● **Task to complete**
The response has to be every entry, printed word for word.

Records for the task Block Start

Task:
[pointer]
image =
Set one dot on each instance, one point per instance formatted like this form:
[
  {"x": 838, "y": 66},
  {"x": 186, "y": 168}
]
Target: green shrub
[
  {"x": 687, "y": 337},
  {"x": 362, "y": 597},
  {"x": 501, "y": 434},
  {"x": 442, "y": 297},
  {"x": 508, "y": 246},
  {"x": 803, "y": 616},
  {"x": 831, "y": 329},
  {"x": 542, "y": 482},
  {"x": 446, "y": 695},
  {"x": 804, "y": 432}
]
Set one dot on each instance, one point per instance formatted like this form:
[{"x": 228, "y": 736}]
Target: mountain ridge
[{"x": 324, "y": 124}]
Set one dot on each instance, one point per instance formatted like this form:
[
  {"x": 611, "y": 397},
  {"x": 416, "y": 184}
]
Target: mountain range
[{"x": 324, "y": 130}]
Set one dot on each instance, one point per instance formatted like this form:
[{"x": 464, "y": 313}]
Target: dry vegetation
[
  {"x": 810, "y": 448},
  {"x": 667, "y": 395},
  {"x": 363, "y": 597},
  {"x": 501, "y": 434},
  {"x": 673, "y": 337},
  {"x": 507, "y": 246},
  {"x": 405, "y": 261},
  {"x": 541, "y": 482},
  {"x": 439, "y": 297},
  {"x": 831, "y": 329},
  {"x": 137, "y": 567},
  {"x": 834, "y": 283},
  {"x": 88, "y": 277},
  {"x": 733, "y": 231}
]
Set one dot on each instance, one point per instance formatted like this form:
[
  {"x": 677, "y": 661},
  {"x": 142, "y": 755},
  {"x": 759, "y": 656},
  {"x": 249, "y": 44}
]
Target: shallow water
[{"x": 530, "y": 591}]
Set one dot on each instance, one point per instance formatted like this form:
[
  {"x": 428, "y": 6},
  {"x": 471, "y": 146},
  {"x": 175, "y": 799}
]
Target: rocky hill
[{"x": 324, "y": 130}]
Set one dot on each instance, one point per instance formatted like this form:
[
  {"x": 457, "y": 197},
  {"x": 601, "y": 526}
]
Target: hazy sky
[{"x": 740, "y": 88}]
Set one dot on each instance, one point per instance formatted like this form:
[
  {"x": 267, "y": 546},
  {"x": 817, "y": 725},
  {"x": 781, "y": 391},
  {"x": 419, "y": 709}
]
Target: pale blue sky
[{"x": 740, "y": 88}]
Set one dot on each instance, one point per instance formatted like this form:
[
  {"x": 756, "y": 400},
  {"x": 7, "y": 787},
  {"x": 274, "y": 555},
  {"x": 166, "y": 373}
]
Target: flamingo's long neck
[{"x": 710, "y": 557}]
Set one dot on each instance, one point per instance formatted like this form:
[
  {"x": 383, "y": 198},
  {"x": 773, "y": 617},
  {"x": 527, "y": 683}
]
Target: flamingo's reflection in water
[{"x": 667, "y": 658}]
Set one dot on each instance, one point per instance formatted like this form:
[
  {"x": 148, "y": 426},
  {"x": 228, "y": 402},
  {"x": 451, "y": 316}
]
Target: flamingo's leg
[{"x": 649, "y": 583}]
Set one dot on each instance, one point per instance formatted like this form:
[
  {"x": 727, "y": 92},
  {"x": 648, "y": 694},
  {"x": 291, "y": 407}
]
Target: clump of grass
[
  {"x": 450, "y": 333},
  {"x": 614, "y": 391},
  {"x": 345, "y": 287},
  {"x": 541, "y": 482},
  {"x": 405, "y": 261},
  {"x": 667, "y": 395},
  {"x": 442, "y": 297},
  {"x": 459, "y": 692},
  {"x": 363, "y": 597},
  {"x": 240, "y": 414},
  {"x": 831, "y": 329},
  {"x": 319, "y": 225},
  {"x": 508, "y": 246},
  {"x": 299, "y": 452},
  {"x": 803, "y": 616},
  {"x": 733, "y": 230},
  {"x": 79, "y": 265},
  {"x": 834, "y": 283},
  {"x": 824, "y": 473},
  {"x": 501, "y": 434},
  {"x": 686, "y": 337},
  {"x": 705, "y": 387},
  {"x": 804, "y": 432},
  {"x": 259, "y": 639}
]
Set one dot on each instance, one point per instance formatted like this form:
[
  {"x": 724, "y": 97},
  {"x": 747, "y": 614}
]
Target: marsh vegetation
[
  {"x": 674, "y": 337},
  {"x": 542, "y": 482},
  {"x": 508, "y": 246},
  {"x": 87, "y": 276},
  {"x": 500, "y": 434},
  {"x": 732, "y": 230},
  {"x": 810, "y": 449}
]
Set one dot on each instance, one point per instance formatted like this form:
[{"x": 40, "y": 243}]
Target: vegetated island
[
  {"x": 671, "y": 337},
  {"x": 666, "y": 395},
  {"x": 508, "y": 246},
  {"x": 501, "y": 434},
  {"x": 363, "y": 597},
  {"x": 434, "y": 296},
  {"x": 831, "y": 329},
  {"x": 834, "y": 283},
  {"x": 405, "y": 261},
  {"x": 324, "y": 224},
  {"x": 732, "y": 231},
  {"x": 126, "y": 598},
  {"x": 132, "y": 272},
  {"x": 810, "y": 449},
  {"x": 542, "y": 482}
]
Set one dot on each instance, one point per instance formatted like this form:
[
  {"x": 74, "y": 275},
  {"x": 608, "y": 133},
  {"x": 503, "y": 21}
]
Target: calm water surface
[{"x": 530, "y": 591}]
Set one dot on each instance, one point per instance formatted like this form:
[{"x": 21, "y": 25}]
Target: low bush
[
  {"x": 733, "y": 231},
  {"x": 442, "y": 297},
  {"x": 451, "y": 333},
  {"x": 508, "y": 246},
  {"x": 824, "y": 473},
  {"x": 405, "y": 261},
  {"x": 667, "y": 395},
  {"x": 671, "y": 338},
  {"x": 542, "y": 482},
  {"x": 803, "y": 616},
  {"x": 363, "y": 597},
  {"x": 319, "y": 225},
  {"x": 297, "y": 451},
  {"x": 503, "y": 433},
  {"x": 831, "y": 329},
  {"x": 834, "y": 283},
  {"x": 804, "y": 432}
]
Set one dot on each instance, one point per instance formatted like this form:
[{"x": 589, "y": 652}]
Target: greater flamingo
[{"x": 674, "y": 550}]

Records for the task Block End

● **Solution**
Task:
[pointer]
image =
Set one dot on each instance, one point per instance formatted like this form:
[
  {"x": 838, "y": 66},
  {"x": 186, "y": 168}
]
Target: green shrub
[
  {"x": 687, "y": 337},
  {"x": 362, "y": 597},
  {"x": 501, "y": 434},
  {"x": 442, "y": 297},
  {"x": 508, "y": 246},
  {"x": 803, "y": 616},
  {"x": 831, "y": 329},
  {"x": 542, "y": 482},
  {"x": 446, "y": 695},
  {"x": 804, "y": 432}
]
Set one dot on each instance, one point per instance formatted like this form:
[{"x": 228, "y": 736}]
Target: mountain ridge
[{"x": 324, "y": 124}]
Set one dot on each instance, one point per instance formatted like this form:
[
  {"x": 611, "y": 397},
  {"x": 416, "y": 184}
]
Target: mountain range
[{"x": 324, "y": 130}]
Set one dot on each instance, one point per instance formatted like this form:
[{"x": 464, "y": 313}]
Target: dry vegetation
[
  {"x": 810, "y": 448},
  {"x": 667, "y": 395},
  {"x": 363, "y": 597},
  {"x": 501, "y": 434},
  {"x": 673, "y": 337},
  {"x": 507, "y": 246},
  {"x": 405, "y": 261},
  {"x": 541, "y": 482},
  {"x": 439, "y": 297},
  {"x": 831, "y": 329},
  {"x": 137, "y": 567},
  {"x": 834, "y": 283},
  {"x": 88, "y": 277},
  {"x": 733, "y": 231}
]
Set one dot on each instance, one point per instance formatted like this form:
[
  {"x": 677, "y": 661},
  {"x": 142, "y": 755},
  {"x": 759, "y": 656},
  {"x": 249, "y": 44}
]
Target: shallow water
[{"x": 530, "y": 591}]
Set one dot on each instance, one point per instance formatted like this form:
[
  {"x": 428, "y": 6},
  {"x": 471, "y": 146},
  {"x": 175, "y": 799}
]
Target: rocky hill
[{"x": 324, "y": 130}]
Set one dot on each instance, one point per instance formatted like this form:
[
  {"x": 457, "y": 197},
  {"x": 601, "y": 526}
]
Target: hazy sky
[{"x": 740, "y": 88}]
Set one dot on each instance, one point per instance formatted like this form:
[
  {"x": 267, "y": 546},
  {"x": 817, "y": 725},
  {"x": 781, "y": 391},
  {"x": 419, "y": 709}
]
Target: pale blue sky
[{"x": 740, "y": 88}]
Set one dot on each instance, one point per instance formatted like this form:
[
  {"x": 756, "y": 400},
  {"x": 7, "y": 787},
  {"x": 274, "y": 555},
  {"x": 166, "y": 373}
]
Target: flamingo's long neck
[{"x": 710, "y": 557}]
Set one dot on each instance, one point per instance formatted like this form:
[
  {"x": 383, "y": 198},
  {"x": 773, "y": 617},
  {"x": 527, "y": 683}
]
Target: flamingo's reflection in water
[{"x": 667, "y": 658}]
Set one dot on each instance, one point per instance formatted like this form:
[
  {"x": 148, "y": 426},
  {"x": 228, "y": 402},
  {"x": 451, "y": 316}
]
Target: flamingo's leg
[{"x": 649, "y": 583}]
Set one dot on each instance, one point per instance formatted like this form:
[
  {"x": 727, "y": 92},
  {"x": 648, "y": 694},
  {"x": 291, "y": 407}
]
Target: clump of grass
[
  {"x": 450, "y": 333},
  {"x": 614, "y": 391},
  {"x": 345, "y": 287},
  {"x": 541, "y": 482},
  {"x": 405, "y": 261},
  {"x": 667, "y": 395},
  {"x": 442, "y": 297},
  {"x": 459, "y": 692},
  {"x": 363, "y": 597},
  {"x": 240, "y": 414},
  {"x": 831, "y": 329},
  {"x": 319, "y": 225},
  {"x": 508, "y": 246},
  {"x": 299, "y": 452},
  {"x": 803, "y": 616},
  {"x": 733, "y": 230},
  {"x": 79, "y": 265},
  {"x": 834, "y": 283},
  {"x": 824, "y": 473},
  {"x": 501, "y": 434},
  {"x": 686, "y": 337},
  {"x": 705, "y": 387},
  {"x": 804, "y": 432},
  {"x": 259, "y": 639}
]
Set one dot on each instance, one point per instance formatted like this form:
[
  {"x": 724, "y": 97},
  {"x": 747, "y": 614}
]
Target: marsh vegetation
[
  {"x": 674, "y": 337},
  {"x": 542, "y": 482},
  {"x": 508, "y": 246},
  {"x": 87, "y": 276},
  {"x": 500, "y": 434},
  {"x": 732, "y": 230},
  {"x": 810, "y": 449}
]
Set one dot on each instance, one point per instance formatted like this form:
[{"x": 40, "y": 243}]
Target: vegetated island
[
  {"x": 671, "y": 337},
  {"x": 666, "y": 395},
  {"x": 508, "y": 246},
  {"x": 501, "y": 434},
  {"x": 363, "y": 597},
  {"x": 434, "y": 296},
  {"x": 831, "y": 329},
  {"x": 834, "y": 283},
  {"x": 405, "y": 261},
  {"x": 324, "y": 224},
  {"x": 732, "y": 231},
  {"x": 126, "y": 598},
  {"x": 132, "y": 272},
  {"x": 810, "y": 449},
  {"x": 542, "y": 482}
]
Set one dot on each instance, one point per instance formatted like this form:
[
  {"x": 74, "y": 275},
  {"x": 608, "y": 133},
  {"x": 503, "y": 21}
]
Target: calm water surface
[{"x": 530, "y": 591}]
Set one dot on each instance, one point per instance formatted like this form:
[{"x": 21, "y": 25}]
Target: low bush
[
  {"x": 733, "y": 231},
  {"x": 442, "y": 297},
  {"x": 451, "y": 333},
  {"x": 508, "y": 246},
  {"x": 824, "y": 473},
  {"x": 405, "y": 261},
  {"x": 667, "y": 395},
  {"x": 671, "y": 338},
  {"x": 542, "y": 482},
  {"x": 803, "y": 616},
  {"x": 363, "y": 597},
  {"x": 319, "y": 225},
  {"x": 297, "y": 451},
  {"x": 503, "y": 433},
  {"x": 831, "y": 329},
  {"x": 834, "y": 283},
  {"x": 804, "y": 432}
]
Set one dot on each instance, one point per instance formatted like this form:
[{"x": 589, "y": 652}]
Target: greater flamingo
[{"x": 674, "y": 550}]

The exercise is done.